You can pass options to shell which will get passed into each job submission.
For instance if you want all bash scripts to run in login shell you can specify bash --login
:
executors:
local:
login_bash:
shell: bash --login
Then you can reference this executor as executor: generic.local.login_bash
and your
tests will be submitted via bash --login /path/to/test.sh
.
Once you define your executors, you can query the executors via buildtest config executors list
command.
Slurm Executors
If you have a Slurm cluster, you can define
slurm executors in your configuration via slurm
property.
Depending on your slurm configuration, you can submit jobs via qos or partition. Buildtest supports
both methods and you can specify either qos
or partition
property.
In this example below, we will define a slurm executor named haswell_debug which will submit jobs to debug
qos on the haswell partition as follows. The qos
property is used to select slurm qos, the options
property
is used to pass additional options to sbatch
command. In this example we are passing -C haswell
to select
haswell nodes. Any additional #SBATCH options are defined in buildspec for more details see
batch scheduler support.
executors:
slurm:
haswell_debug:
qos: debug
cluster: cori
options: ["-C haswell"]
buildtest will detect slurm configuration and check qos, partition, cluster
match with buildtest configuration. In addition, buildtest supports multi-cluster
job submission and monitoring from remote cluster. This means if you specify
cluster
field buildtest will poll jobs using sacct with the
cluster name as follows: sacct -M <cluster>
.

# [Dataset excerpts]
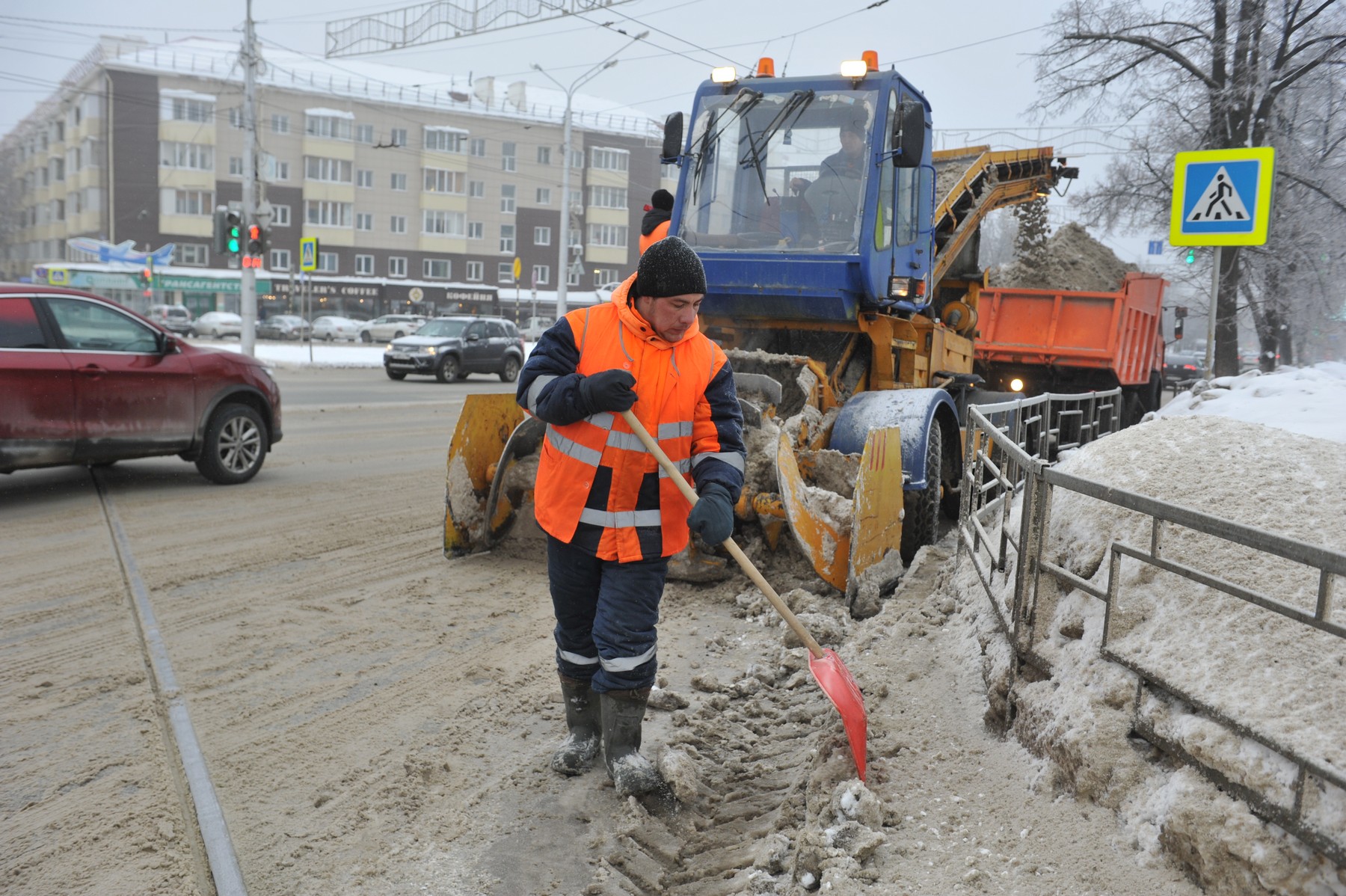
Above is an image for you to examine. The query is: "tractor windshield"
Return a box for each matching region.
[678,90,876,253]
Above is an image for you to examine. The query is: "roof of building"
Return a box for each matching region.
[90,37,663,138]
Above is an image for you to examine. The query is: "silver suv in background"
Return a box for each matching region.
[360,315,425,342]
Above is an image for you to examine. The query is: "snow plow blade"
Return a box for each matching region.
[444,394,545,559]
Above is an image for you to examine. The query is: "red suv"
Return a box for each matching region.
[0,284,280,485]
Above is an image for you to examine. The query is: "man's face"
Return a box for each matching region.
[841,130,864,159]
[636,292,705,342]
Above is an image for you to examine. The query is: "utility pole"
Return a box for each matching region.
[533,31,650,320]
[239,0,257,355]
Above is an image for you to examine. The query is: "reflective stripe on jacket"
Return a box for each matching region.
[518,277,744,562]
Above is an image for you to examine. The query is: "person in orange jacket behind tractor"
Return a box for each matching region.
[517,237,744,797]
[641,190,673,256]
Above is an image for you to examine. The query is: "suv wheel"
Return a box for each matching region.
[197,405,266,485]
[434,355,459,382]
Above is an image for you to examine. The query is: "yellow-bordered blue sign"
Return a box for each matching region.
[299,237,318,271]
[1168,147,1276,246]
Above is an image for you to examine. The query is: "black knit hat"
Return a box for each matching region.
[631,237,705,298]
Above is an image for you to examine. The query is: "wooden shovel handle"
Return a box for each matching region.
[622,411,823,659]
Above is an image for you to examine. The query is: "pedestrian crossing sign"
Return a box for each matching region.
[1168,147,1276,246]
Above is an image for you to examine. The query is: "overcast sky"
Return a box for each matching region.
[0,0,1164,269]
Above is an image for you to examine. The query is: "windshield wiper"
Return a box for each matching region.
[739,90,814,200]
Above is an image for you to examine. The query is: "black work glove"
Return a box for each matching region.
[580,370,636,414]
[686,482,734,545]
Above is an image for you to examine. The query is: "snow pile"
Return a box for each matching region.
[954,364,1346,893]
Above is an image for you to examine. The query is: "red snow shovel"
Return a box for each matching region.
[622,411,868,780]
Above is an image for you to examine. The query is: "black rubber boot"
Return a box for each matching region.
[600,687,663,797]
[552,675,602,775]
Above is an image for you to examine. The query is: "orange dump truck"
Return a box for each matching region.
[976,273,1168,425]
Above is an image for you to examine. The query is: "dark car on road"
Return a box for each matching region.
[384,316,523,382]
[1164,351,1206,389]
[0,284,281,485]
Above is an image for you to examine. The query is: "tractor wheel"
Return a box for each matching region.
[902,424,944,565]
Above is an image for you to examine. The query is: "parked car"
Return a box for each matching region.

# [Written task]
Can you rewrite the buildtest executor documentation from "In this example below, we" to "batch scheduler support.", putting "haswell_regular" in place of "haswell_debug"?

# [Problem solution]
In this example below, we will define a slurm executor named haswell_regular which will submit jobs to debug
qos on the haswell partition as follows. The qos
property is used to select slurm qos, the options
property
is used to pass additional options to sbatch
command. In this example we are passing -C haswell
to select
haswell nodes. Any additional #SBATCH options are defined in buildspec for more details see
batch scheduler support.